STATED GOAL →
Reproduce the following items verbatim, keeping every line in its original order.

SUPPLIED MATERIAL →
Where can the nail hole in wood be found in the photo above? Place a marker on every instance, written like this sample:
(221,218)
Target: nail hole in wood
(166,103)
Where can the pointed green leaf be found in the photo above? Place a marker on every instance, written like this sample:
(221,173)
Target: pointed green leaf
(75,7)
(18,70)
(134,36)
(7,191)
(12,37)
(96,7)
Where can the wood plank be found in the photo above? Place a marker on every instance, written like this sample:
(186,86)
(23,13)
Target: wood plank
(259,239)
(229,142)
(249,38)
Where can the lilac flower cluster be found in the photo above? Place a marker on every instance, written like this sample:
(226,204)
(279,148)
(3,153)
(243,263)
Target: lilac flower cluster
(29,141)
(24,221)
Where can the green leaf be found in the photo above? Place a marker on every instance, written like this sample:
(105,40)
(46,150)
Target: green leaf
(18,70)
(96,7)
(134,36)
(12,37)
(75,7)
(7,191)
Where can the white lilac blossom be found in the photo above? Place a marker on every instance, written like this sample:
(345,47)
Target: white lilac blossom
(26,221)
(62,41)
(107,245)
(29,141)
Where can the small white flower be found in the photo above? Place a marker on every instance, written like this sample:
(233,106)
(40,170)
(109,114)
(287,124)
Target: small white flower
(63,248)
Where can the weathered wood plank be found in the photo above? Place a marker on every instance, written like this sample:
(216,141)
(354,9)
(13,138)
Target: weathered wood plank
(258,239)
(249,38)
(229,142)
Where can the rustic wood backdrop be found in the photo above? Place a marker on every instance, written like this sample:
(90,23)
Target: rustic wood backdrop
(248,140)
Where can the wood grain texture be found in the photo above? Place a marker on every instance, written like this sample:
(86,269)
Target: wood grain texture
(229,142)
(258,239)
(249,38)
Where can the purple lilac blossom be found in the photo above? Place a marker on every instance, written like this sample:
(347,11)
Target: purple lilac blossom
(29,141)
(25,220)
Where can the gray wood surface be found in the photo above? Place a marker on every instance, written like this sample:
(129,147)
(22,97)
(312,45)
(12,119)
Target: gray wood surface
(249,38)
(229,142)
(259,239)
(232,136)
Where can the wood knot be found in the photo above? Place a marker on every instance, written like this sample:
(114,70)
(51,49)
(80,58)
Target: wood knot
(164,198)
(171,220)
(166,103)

TASK SOLUTION →
Where can the nail hole in wood be found in the photo above? Place a marker on every instance, written like this sample:
(221,218)
Target: nail hole in wood
(166,103)
Where can the pointed green leaf be found in the photo above? Place a marker on every instance, written like this sample:
(221,173)
Target: pointed green leaf
(75,7)
(18,70)
(134,36)
(7,191)
(12,37)
(96,7)
Where can the wood plank be found in the photo above? Place a marker on every instance, written like this sample:
(186,86)
(23,13)
Target: wood plank
(259,239)
(229,142)
(249,38)
Where can the lilac flower cluster be found in the photo above? Place a marker on every instance, written like this sample:
(226,204)
(279,148)
(3,153)
(243,263)
Target: lilac flower cluster
(29,141)
(24,221)
Where can the green leaf be found in the photo above? Place a marker on every instance, written like this sample:
(105,40)
(46,150)
Target: green leaf
(18,70)
(96,7)
(134,36)
(12,37)
(75,7)
(7,191)
Where can the white lilac blossom be found in the photo above? Place a marker on every instance, written like this sample:
(345,47)
Target: white lilac blossom
(26,221)
(62,41)
(107,245)
(29,141)
Where can the small white flower be found in the photo above? Place a marker on every instance, written like this sample:
(233,106)
(40,170)
(109,114)
(287,124)
Target: small white flower
(63,248)
Where can the weathered wood plank be found in the photo above? Place a marker on every instance, written like this sample:
(216,141)
(354,9)
(13,138)
Target: weathered wood plank
(258,239)
(249,38)
(229,142)
Where can the rustic wood backdrop be found in the photo above? Place a marker on every instance, written like this sample:
(90,23)
Target: rustic wood backdrop
(248,140)
Where can the wood grain texture be found in the photo above? Place a marker on every instance, written like this sample:
(86,269)
Target: wood grain texture
(229,142)
(258,239)
(249,38)
Where can the purple lilac blossom be found in the photo above? Place a marker on every instance, written like this sample:
(347,11)
Target: purple lilac blossom
(29,141)
(25,220)
Where can the gray wood surface be found in the photo above? Place a marker on every instance, written like this sample:
(129,147)
(22,97)
(312,45)
(12,119)
Target: gray wood surface
(249,38)
(229,142)
(259,239)
(232,136)
Where can the wood knot be found in the photo above? Place a marker on every instance, written like this sample:
(114,70)
(51,49)
(80,58)
Target: wood knot
(164,198)
(171,220)
(166,103)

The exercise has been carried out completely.